## Your goal
Rewrite every line of the entries below as a JSON list of strings, one string per line, omitting any blank lines.

☆ ☆ ☆ ☆

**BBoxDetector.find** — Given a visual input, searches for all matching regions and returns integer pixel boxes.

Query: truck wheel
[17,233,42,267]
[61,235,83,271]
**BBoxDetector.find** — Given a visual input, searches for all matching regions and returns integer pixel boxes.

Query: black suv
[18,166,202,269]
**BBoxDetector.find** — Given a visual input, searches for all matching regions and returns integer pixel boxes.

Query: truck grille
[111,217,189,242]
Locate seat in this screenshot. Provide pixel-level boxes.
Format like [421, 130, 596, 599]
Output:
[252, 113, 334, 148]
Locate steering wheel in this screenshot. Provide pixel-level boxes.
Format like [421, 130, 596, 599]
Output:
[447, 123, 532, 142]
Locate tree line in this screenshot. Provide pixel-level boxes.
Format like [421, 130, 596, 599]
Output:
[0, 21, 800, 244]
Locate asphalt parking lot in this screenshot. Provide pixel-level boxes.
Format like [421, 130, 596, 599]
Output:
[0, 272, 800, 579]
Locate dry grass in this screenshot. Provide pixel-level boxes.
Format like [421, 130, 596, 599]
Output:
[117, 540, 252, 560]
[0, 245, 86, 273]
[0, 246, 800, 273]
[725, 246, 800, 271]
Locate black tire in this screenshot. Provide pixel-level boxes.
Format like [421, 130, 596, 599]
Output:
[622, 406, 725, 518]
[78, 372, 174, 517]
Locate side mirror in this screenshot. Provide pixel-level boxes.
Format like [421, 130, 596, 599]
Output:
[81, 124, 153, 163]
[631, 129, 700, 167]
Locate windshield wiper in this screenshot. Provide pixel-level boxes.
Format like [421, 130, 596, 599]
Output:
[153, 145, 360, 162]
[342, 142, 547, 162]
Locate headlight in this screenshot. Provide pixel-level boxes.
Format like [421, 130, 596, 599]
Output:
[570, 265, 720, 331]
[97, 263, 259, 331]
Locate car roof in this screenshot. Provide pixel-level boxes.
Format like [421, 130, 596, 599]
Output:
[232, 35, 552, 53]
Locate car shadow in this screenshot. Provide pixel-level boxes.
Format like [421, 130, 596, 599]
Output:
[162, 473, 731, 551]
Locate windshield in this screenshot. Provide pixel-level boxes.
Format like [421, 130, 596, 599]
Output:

☆ ☆ ☆ ☆

## Result
[
  "**BBoxDetector.find** — Given a visual input, searches for all matching regions and returns integer pixel boxes.",
  "Query: truck wheel",
  "[17,233,42,267]",
  "[61,235,83,271]",
  "**BBoxDetector.find** — Given a visual input, searches for all matching regions and returns integer pixel boxes.",
  "Query: black suv",
  "[18,166,202,269]",
  "**BBoxDetector.find** — Given a visual input, searches for all matching regions and returns integer pixel boxes.",
  "Query: truck grille",
  "[111,217,189,242]",
  "Locate seat in this screenshot. Provide pixel-level boxes.",
  "Format like [421, 130, 596, 599]",
  "Output:",
  "[252, 113, 334, 148]",
  "Locate steering wheel in this screenshot. Provide pixel-level boxes.",
  "Format like [421, 130, 596, 599]",
  "Output:",
  "[447, 123, 532, 142]",
  "Locate tree line in this screenshot. Provide pixel-level boxes.",
  "Format like [421, 130, 596, 599]",
  "Output:",
  "[0, 21, 800, 244]",
  "Locate asphalt parking lot in this screenshot. Provide pixel-level boxes.",
  "Format like [421, 130, 596, 599]",
  "Output:",
  "[0, 272, 800, 579]",
  "Locate dry grass in this screenshot. Provide pixel-level boxes.",
  "Format like [421, 130, 596, 599]",
  "Output:",
  "[117, 540, 252, 560]",
  "[0, 245, 86, 273]",
  "[0, 246, 800, 273]",
  "[725, 246, 800, 271]",
  "Locate black tire in this screenshot. Provide pixel-level boxes.",
  "Format like [421, 130, 596, 599]",
  "Output:",
  "[622, 406, 725, 518]",
  "[78, 372, 174, 517]",
  "Locate side mirror in this screenshot. Provide pixel-level boxes.",
  "Format like [421, 130, 596, 599]",
  "Output:",
  "[81, 124, 153, 163]",
  "[631, 129, 700, 167]",
  "Locate windshield wiper in this screenshot. Provide pixel-level boxes.",
  "Format like [421, 130, 596, 599]",
  "Output:",
  "[153, 145, 360, 162]",
  "[342, 142, 547, 162]",
  "Locate headlight in this screenshot. Provide pixel-level boxes.",
  "Format like [421, 130, 596, 599]",
  "Output:",
  "[570, 265, 720, 331]",
  "[97, 263, 259, 331]",
  "Locate car roof in this screenshot. Provide pixel-level boxes.",
  "Format like [421, 130, 596, 599]",
  "Output:",
  "[232, 35, 552, 53]",
  "Locate car shadow in this screenshot. Provide pixel-level boxes.",
  "Format like [421, 130, 596, 599]",
  "Output:",
  "[162, 473, 731, 551]",
  "Locate windshield in this screenshot. Provide pixel-level boxes.",
  "Format like [421, 130, 596, 599]",
  "Output:"
]